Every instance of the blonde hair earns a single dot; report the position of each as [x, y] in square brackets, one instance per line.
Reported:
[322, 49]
+-------+
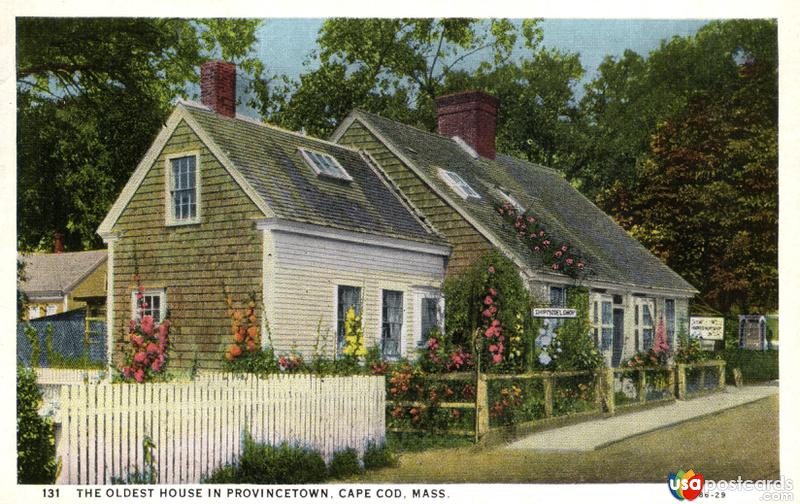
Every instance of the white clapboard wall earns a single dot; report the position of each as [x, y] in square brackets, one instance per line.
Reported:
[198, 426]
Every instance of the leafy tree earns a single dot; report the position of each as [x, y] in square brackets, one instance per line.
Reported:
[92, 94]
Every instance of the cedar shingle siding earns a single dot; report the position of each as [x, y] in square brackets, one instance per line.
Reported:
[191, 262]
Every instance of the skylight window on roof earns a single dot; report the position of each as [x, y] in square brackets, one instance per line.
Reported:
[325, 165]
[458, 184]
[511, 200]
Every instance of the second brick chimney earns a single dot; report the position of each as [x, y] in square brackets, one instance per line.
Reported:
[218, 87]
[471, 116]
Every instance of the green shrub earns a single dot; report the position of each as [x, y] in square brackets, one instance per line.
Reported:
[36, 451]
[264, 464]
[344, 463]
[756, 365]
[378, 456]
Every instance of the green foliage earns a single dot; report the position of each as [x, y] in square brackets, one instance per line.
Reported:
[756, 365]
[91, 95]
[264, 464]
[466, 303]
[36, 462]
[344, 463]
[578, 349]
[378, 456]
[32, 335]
+-------+
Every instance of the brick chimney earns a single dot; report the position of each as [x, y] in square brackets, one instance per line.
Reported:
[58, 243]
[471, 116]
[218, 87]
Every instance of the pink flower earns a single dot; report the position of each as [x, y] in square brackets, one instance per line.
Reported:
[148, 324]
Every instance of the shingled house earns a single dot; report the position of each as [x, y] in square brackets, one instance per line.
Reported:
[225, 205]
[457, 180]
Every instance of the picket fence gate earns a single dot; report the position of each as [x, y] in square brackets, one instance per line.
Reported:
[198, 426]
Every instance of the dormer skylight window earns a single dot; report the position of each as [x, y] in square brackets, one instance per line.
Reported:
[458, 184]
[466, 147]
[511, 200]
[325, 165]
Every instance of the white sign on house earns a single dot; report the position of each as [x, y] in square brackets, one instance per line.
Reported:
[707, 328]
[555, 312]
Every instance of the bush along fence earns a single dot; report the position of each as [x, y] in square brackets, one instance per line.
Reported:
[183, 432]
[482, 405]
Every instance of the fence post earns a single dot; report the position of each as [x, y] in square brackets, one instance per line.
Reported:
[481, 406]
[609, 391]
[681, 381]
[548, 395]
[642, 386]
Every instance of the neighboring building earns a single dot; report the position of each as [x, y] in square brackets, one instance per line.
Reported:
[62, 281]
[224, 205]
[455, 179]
+-------+
Gather each line of the listing above that contains the word "brick", and copy those lines in their original order.

Every instance of the second brick chimney earns a single dot; report the position of each as [x, y] in square brackets, one instance per line.
Every instance of the brick chimney earns a single dot; report the position of each as [x, y] in square brackets, one instance per line.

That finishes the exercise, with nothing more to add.